Excerpt provided
☆ ☆ ☆

When it became obvious that my daughter could manage a day with her carer and also that her life expectancy wasn’t great I decided that it was important for her, for me, for the rest of my family, to do something I wanted to do…so I applied to Berwyn, that took a whole load of courage. Then I had to go for an interview. And then turn up to work. I left society 17 years before. I didn’t have work clothes, I had disability-parent clothes…easy to wash blood & vomit out of, can sleep in on a camp bed on a hospital ward. I had a disability-parent haircut…can sleep on a hospital ward for 3 weeks and it still look almost okay. I was completely out of any idea of how to chat to normal people, dress, etc etc. I would sit in the car outside, trying to stop shaking and get the adrenaline up to go in and try to be ‘normal’.
I’m worried that this is going to be you…those of you who are getting out. The world will have changed and you will have changed too. I know you can get out and do well, but only with a mixture of adrenaline, courage and kindness to yourself. There will be moments when you need to push yourself and moments when you will need to not push yourself too hard, to take time to let yourself be peaceful. Take time to go for walks, be part of the outside world and be peaceful enough to enjoy it.

☆ ☆ ☆

What is needed
From the account above about returning to work after years as a disability parent, extract the stretch from "I’m worried that" through "to enjoy it." and copy it word for word.

Information provided
☆ ☆ ☆

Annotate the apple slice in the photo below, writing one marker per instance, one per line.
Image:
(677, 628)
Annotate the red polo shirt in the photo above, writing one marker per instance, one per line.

☆ ☆ ☆

Result of the task
I’m worried that this is going to be you…those of you who are getting out. The world will have changed and you will have changed too. I know you can get out and do well, but only with a mixture of adrenaline, courage and kindness to yourself. There will be moments when you need to push yourself and moments when you will need to not push yourself too hard, to take time to let yourself be peaceful. Take time to go for walks, be part of the outside world and be peaceful enough to enjoy it.